Stored items
==*==

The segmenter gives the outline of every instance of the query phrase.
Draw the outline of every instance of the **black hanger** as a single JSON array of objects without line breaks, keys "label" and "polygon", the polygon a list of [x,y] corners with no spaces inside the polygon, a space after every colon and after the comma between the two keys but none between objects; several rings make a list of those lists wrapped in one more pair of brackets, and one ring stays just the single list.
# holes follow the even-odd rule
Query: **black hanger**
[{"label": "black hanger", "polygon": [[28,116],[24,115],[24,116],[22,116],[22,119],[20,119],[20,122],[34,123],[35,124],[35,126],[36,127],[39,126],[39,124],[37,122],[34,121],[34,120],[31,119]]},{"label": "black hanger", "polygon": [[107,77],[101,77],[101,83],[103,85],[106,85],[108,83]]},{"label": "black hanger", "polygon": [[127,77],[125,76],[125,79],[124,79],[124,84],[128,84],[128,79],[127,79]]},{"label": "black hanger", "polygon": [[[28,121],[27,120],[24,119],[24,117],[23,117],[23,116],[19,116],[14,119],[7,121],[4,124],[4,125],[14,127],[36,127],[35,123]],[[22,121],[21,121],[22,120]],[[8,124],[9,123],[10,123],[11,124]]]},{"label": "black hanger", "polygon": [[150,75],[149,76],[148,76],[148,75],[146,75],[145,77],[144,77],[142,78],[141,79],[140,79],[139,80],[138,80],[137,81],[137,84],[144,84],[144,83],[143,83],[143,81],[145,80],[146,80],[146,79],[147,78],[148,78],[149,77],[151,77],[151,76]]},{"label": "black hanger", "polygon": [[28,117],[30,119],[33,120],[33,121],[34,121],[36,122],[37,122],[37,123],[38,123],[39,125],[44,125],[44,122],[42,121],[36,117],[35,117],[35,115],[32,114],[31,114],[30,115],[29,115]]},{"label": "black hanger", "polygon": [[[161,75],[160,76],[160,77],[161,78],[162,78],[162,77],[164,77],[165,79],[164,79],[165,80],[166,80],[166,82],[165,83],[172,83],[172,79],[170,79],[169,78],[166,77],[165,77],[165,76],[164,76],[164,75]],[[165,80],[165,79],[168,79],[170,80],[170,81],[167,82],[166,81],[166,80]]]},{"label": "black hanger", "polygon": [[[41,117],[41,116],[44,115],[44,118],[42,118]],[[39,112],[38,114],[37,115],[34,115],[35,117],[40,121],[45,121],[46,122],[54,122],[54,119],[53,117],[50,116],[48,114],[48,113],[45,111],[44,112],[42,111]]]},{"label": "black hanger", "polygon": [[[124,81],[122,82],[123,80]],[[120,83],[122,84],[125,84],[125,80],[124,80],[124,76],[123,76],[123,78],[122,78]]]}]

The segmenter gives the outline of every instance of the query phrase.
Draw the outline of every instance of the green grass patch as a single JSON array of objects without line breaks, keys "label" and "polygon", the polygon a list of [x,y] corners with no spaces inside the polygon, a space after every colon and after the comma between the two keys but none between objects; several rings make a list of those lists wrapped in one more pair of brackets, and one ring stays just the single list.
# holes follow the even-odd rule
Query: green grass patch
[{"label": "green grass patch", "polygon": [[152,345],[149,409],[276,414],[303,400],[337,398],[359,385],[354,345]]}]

==*==

**SHORT EXERCISE:** Switch each "Draw" in the records above to "Trace", and write out all the records again with nothing else changed.

**FINISHED ANSWER:**
The segmenter gives the outline of every instance of the query phrase.
Trace the outline of every instance of the **black hanger** as a single JSON array of objects without line breaks, keys "label" and "polygon", the polygon a list of [x,y] corners with no spaces inside the polygon, a space after every colon and after the comma between the two keys but none between objects; several rings make a list of those lists wrapped in one more pair of brackets, and one ring stays just the single list.
# holes follow the even-odd rule
Query: **black hanger**
[{"label": "black hanger", "polygon": [[28,116],[24,115],[24,116],[22,116],[22,119],[20,119],[20,122],[34,123],[35,124],[35,126],[36,127],[39,126],[39,124],[37,122],[34,121],[34,120],[31,119]]},{"label": "black hanger", "polygon": [[107,77],[101,77],[101,83],[103,85],[106,85],[108,83]]},{"label": "black hanger", "polygon": [[127,77],[125,76],[125,79],[124,79],[124,84],[128,84],[128,79],[127,79]]},{"label": "black hanger", "polygon": [[[28,121],[27,120],[24,119],[24,117],[23,117],[23,116],[19,116],[14,119],[7,121],[4,124],[4,125],[14,127],[36,127],[35,123]],[[22,121],[21,121],[22,120]],[[8,124],[9,123],[10,123],[11,124]]]},{"label": "black hanger", "polygon": [[150,75],[149,76],[148,76],[148,75],[146,75],[145,77],[144,77],[142,78],[141,79],[140,79],[139,80],[138,80],[137,81],[137,84],[144,84],[144,83],[143,83],[143,81],[145,80],[146,80],[146,79],[147,78],[148,78],[149,77],[151,77],[151,76]]},{"label": "black hanger", "polygon": [[28,117],[30,119],[33,120],[33,121],[34,121],[36,122],[37,122],[37,123],[38,123],[39,125],[44,125],[44,122],[42,121],[36,117],[35,117],[35,115],[32,114],[31,114],[30,115],[29,115]]},{"label": "black hanger", "polygon": [[[161,75],[160,76],[160,77],[161,78],[162,78],[162,77],[164,77],[165,79],[164,79],[165,80],[166,80],[166,82],[165,83],[172,83],[172,79],[170,79],[169,78],[166,77],[165,77],[165,76],[164,76],[164,75]],[[165,80],[165,79],[168,79],[170,80],[170,81],[167,82],[166,81],[166,80]]]},{"label": "black hanger", "polygon": [[[41,117],[41,116],[44,115],[44,118],[42,118]],[[39,112],[38,114],[37,115],[34,115],[35,117],[40,121],[45,121],[46,122],[54,122],[54,119],[53,117],[50,116],[48,114],[48,113],[45,111],[44,112],[42,111]]]},{"label": "black hanger", "polygon": [[[124,81],[122,82],[123,80]],[[120,83],[122,84],[125,84],[125,80],[124,80],[124,76],[123,76],[123,78],[122,78]]]}]

The segmenter gives the outline of every instance of the query phrase.
Trace the outline of every instance of the green grass patch as a single JSON array of objects without line breaks, keys "label" and "polygon", the polygon a list of [x,y] corners with no spaces inside the polygon, a space after every colon and after the comma between the two keys but none between objects; several rings make a list of those lists wrapped in one more pair of brackets, and one ring stays just the single list.
# holes follow the even-odd rule
Query: green grass patch
[{"label": "green grass patch", "polygon": [[152,345],[149,409],[276,414],[303,400],[337,398],[359,385],[354,345]]}]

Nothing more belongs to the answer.